Exercise requirements:
Each entry must be restated word for word, with nothing omitted.

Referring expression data
****************

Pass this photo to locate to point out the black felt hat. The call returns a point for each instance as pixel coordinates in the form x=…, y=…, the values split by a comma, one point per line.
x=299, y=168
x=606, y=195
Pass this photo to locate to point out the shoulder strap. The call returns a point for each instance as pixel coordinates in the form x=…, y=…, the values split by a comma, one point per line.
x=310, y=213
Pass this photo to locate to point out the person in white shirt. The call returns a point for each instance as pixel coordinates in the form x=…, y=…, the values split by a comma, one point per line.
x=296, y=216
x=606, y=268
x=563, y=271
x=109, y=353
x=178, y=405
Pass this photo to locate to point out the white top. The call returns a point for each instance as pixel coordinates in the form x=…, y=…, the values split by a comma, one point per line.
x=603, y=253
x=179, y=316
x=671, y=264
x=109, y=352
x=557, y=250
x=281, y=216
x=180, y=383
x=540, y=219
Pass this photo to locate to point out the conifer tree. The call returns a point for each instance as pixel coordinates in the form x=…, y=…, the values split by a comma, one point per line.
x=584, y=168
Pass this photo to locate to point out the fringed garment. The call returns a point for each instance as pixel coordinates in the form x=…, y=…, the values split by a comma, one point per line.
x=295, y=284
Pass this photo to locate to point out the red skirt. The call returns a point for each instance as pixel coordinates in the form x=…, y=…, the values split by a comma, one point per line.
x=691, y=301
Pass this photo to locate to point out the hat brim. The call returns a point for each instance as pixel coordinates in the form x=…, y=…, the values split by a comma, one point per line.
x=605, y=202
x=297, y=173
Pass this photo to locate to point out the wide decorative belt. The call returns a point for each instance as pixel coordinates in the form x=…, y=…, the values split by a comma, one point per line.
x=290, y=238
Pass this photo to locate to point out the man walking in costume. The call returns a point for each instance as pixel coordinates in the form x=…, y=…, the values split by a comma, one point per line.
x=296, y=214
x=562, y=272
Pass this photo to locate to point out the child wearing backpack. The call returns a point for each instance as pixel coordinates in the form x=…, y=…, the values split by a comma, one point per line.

****************

Task output:
Pass this photo to locate to point out the black felt hat. The call returns a point for each instance as pixel coordinates in the form x=…, y=…, the values split by a comma, one point per line.
x=299, y=168
x=606, y=195
Pass this photo to locate to point out the shoulder strap. The call returns a point for each instance as pixel coordinates in the form x=…, y=…, the values split by a comma, one point per line.
x=310, y=213
Pass this photo to locate to point out the person in white shirt. The call returns a point for each instance as pixel coordinates in the form x=…, y=…, the values split by a comma, one point per line.
x=296, y=216
x=606, y=268
x=563, y=271
x=109, y=353
x=178, y=405
Pass this photo to locate to point out the white top. The call returns a point for each instance as pixel coordinates in the form x=…, y=…, the values split by a comma, one point per line.
x=603, y=253
x=179, y=316
x=671, y=264
x=109, y=352
x=557, y=250
x=281, y=216
x=180, y=383
x=540, y=219
Pass this photo to locate to point out the conifer tree. The call returns a point for each instance as pixel coordinates in the form x=…, y=…, the values split by a comma, one point per line.
x=584, y=168
Pass this photo to locate to point out the fringed garment. The call returns a point for each instance as pixel coordinates in the form x=…, y=…, the values split by a comma, one point per line.
x=295, y=284
Pass this photo to locate to point out the red skirt. The call returns a point for each instance as pixel coordinates in the form x=…, y=…, the values split by a comma, one point per line.
x=691, y=301
Pass this photo to locate to point out the hat brim. The call returns a point for each instance as pixel coordinates in the form x=…, y=…, the values split by a comma, one point per line.
x=605, y=202
x=297, y=173
Pass this photo to locate to point out the wide decorative belt. The call returns a point for each instance as pixel coordinates in the form x=…, y=…, the values split by a comma, one point per line.
x=290, y=238
Pass this photo to locate to point out the man walking in costume. The call returns a point for each instance as pixel coordinates in the form x=…, y=…, the values split by a comma, one point per line.
x=296, y=214
x=562, y=272
Pass this photo to locate to point out the child wearing backpack. The call returns a point for each instance as pixel coordinates in the form x=…, y=…, the values split by a comma, one point per line.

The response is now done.